Record set -
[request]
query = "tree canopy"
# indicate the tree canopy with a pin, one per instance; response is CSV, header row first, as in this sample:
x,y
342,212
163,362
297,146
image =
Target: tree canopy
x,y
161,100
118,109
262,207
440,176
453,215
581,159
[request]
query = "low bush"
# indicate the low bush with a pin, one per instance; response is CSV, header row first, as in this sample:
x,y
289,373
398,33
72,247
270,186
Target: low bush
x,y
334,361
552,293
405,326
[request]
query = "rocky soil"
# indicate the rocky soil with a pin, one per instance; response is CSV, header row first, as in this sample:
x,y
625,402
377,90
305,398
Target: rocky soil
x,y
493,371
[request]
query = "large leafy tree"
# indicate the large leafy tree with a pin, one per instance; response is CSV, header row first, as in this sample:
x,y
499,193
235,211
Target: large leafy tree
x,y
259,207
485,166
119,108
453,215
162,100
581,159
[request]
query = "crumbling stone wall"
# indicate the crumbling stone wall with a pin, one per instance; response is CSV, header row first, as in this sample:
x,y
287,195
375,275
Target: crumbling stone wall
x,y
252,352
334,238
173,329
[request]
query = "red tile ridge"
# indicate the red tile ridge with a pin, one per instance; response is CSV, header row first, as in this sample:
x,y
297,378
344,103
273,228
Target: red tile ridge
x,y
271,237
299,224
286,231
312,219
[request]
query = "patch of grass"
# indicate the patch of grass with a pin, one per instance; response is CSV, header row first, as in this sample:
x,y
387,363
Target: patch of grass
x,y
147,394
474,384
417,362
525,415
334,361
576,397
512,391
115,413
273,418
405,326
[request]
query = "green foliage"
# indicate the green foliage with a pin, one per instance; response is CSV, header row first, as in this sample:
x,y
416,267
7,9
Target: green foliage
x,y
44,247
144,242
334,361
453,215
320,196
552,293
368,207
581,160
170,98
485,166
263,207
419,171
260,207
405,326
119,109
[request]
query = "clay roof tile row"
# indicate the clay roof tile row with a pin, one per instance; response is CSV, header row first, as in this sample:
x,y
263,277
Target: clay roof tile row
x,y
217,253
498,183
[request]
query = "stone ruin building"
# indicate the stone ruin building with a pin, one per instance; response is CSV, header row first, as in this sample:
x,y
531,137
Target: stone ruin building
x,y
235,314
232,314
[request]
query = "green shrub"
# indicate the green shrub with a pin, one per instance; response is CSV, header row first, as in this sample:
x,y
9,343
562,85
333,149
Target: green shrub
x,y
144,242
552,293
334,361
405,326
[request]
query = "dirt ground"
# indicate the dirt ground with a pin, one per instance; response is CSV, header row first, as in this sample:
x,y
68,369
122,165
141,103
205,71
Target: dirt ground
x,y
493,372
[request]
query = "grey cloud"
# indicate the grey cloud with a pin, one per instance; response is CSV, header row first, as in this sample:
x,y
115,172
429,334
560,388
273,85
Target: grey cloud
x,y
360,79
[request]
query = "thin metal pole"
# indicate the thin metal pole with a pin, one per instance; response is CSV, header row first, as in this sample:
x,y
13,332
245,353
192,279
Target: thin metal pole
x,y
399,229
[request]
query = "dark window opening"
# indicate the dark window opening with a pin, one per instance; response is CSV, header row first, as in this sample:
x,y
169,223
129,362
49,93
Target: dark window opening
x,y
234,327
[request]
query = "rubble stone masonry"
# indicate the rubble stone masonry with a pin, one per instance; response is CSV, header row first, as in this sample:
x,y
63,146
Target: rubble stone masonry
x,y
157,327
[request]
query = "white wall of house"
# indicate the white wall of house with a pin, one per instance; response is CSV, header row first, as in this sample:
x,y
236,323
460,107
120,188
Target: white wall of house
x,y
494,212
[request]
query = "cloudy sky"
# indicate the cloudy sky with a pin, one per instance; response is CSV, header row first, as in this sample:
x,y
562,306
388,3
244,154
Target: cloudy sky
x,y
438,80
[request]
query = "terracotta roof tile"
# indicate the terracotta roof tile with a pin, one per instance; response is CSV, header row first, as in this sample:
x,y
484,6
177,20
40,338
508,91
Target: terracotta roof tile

Exercise - An exact copy of the listing above is needed, so write it out again.

Result for this exercise -
[request]
query = "tree canopy"
# indicate the tree canopy with a pin, one per instance; response is CSV, header row first, as in this sample:
x,y
342,212
163,362
297,146
image =
Target: tree canopy
x,y
161,100
118,109
262,207
440,176
453,215
581,159
[request]
query = "low bush"
# indicate the low bush with a pin, one per instance; response is CSV, header row first, as in this sample:
x,y
289,373
398,33
72,247
270,186
Target: low bush
x,y
334,361
552,293
405,326
[request]
query = "rocky soil"
# indicate the rocky soil with a pin, one per instance; response is CSV, header row first, as in this sample:
x,y
625,402
377,90
305,398
Target: rocky soil
x,y
493,371
[request]
query = "large leafy tree"
# indicate the large leafy tree with a pin, one per instance; response is CSV, header row first, as in this sample:
x,y
499,193
235,211
Target: large leafy tree
x,y
259,207
485,166
119,108
453,215
162,100
581,159
[request]
query = "crumbling stone wall"
# indicate the crumbling stone wall with a pin, one per instance; response is CSV, header row first, as in this sample:
x,y
287,195
375,275
Target: crumbling stone wall
x,y
252,352
334,238
173,329
[request]
query = "red tile ridge"
# indicate the red tile ridge with a pin, one per instance; response is CSV, header row first, as in this sample:
x,y
297,378
344,103
273,228
Target: red tile ridge
x,y
271,237
299,224
286,231
312,219
[request]
query = "patch of grass"
# indicate the patch of grass with a pin, one per instance; response is CSV, header row first, as in this sample:
x,y
387,363
Target: patch of grass
x,y
147,394
474,384
417,362
525,415
334,361
576,397
512,391
115,413
273,418
405,326
[request]
query = "green foliage"
# indicate the green foliage with a pin, one per instance; response is CSV, header row first, as in this sample:
x,y
416,267
7,9
Target: green foliage
x,y
44,247
144,242
334,361
453,215
320,196
552,293
368,207
581,160
170,98
485,166
263,207
419,171
260,207
405,326
119,109
[request]
query = "clay roof tile row"
# indicate the clay roof tile row with a pin, one per instance; response is CSV, header row first, as in this sample:
x,y
263,277
Target: clay roof tile row
x,y
217,253
498,183
[request]
query = "stone ruin building"
# indicate the stone ruin building with a pin, one per instance; response is CSV, header row first, as in this sample:
x,y
531,137
Target: stone ruin building
x,y
235,314
232,314
[request]
query = "green shrub"
# indicate the green shrub with a pin, one per instance; response is CSV, header row first, as in this sample:
x,y
9,343
562,85
333,149
Target: green shrub
x,y
144,242
552,293
334,361
405,326
[request]
query = "dirt ground"
# indicate the dirt ground with a pin, one per instance; response is CSV, header row first, as in this sample:
x,y
68,369
122,165
141,103
205,71
Target: dirt ground
x,y
493,372
[request]
query = "grey cloud"
# indicate the grey cloud with a pin, one per instance; response is CSV, header row first, as in this sample:
x,y
115,172
429,334
560,388
273,85
Target: grey cloud
x,y
360,79
[request]
query = "thin metal pole"
# indicate the thin metal pole with a pin, one per instance; response is CSV, header row first, as in this sample:
x,y
13,332
245,353
192,279
Target: thin metal pole
x,y
399,229
[request]
query = "dark window opening"
# indicate the dark window opening with a pin, one per instance; response is CSV, header row first, as in this sample:
x,y
169,223
129,362
49,93
Target: dark window opening
x,y
234,327
[request]
query = "rubble stone masonry"
# indicate the rubble stone masonry with a pin, one per instance; response is CSV, header row first, as in this sample:
x,y
63,146
Target: rubble stone masonry
x,y
157,327
[request]
query = "white wall of house"
# indicate the white wall of house with a pin, one per instance; response is CSV, header row first, as in this sample:
x,y
236,323
460,107
120,188
Target: white wall of house
x,y
494,212
[request]
query = "cloudy sky"
# indicate the cloudy sky with a pin, one per instance; response is CSV, header row first, as in this sample:
x,y
562,306
388,3
244,154
Target: cloudy sky
x,y
438,80
[request]
query = "terracotta roof tile"
# indicate the terracotta roof tile with a pin, one per instance; response is CSV, header row first, as in this sample:
x,y
484,6
177,20
40,338
508,91
Target: terracotta roof tile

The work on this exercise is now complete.